# OBJECTIVE
Extract every one of the rows below and copy them out word for word, with nothing changed.

§

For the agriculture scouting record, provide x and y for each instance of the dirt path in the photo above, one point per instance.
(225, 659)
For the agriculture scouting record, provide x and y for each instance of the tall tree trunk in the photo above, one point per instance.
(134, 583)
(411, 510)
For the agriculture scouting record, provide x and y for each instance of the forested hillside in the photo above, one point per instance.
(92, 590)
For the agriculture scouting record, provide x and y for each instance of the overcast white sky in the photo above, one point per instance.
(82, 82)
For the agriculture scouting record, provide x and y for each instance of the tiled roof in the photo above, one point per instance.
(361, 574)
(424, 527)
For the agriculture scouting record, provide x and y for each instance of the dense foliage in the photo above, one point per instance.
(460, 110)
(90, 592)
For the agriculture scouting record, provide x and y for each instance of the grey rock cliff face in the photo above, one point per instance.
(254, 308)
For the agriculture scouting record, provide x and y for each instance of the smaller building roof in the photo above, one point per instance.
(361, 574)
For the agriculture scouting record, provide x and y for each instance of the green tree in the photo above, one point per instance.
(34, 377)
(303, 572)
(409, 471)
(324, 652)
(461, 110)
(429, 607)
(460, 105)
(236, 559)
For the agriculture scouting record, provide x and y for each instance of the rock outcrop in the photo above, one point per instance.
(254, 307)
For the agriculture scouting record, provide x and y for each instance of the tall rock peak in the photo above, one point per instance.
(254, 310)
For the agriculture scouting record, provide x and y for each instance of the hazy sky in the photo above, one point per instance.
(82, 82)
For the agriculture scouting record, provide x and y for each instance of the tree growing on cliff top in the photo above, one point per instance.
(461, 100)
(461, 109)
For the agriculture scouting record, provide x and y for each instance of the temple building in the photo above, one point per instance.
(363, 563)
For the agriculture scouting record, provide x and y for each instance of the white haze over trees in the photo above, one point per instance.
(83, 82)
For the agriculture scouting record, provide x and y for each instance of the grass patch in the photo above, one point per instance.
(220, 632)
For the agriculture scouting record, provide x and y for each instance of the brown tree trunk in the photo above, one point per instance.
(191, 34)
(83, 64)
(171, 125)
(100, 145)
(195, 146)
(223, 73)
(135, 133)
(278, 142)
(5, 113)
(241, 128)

§

# TASK OUTPUT
For the agriculture scouting record, provide x and y for each instance of the dirt path in the photo above, one point per instance.
(225, 659)
For the agriculture scouting record, provide x and y for each instance of the tall tree trunk in the photo above, one point per instance.
(134, 583)
(411, 510)
For the agriculture scouting record, provide x and y for each instance of the forested hillside in the photo above, one point per instance.
(92, 590)
For the agriculture scouting record, provide x and y for each instance of the overcast white sky in the photo above, one point per instance.
(82, 82)
For the agriculture scouting record, provide x and y for each instance of the tiled roof in the photo above, one point per instance.
(361, 574)
(424, 527)
For the agriculture scouting record, provide x and y for each instance of the dense foliage in the photo above, one point per instance.
(460, 110)
(90, 592)
For the agriculture scouting record, provide x and y for each instance of the grey rock cliff face in the photo above, one point per instance.
(254, 308)
For the agriculture scouting record, provide x and y for each instance of the smaller building roof in the photo above, one point per instance.
(361, 574)
For the agriculture scouting record, provide x and y for each instance of the green tree in the photo above, one point per instance.
(34, 377)
(303, 572)
(409, 471)
(324, 652)
(461, 110)
(429, 607)
(460, 105)
(236, 559)
For the agriculture scouting record, provide x and y for each instance of the rock outcrop in the photo above, one point per instance.
(254, 307)
For the agriculture scouting record, provide x and y for each instance of the tall rock peak in the photo above, one point per instance.
(254, 310)
For the agriculture scouting record, provide x and y for each instance of the hazy sky in the photo above, one point per instance.
(82, 82)
For the agriculture scouting record, provide x and y for each instance of the tree growing on cliff top in the photo above, one point per instance.
(461, 100)
(461, 109)
For the agriculture scouting record, provide x and y for each instance of the temple building in the photo above, one point per instance.
(363, 563)
For the agriculture scouting record, provide x and y for each instance of the white haze over trees in the photo above, one point per instance.
(83, 82)
For the agriculture scouting record, provide x and y for each instance of the grass patch in the photo above, one point per instance.
(220, 632)
For the agriculture scouting record, provide x and y for each instance of the brown tree trunk in the photo above, one point per instance.
(191, 34)
(83, 64)
(171, 125)
(100, 145)
(195, 146)
(223, 73)
(135, 133)
(278, 142)
(5, 113)
(241, 128)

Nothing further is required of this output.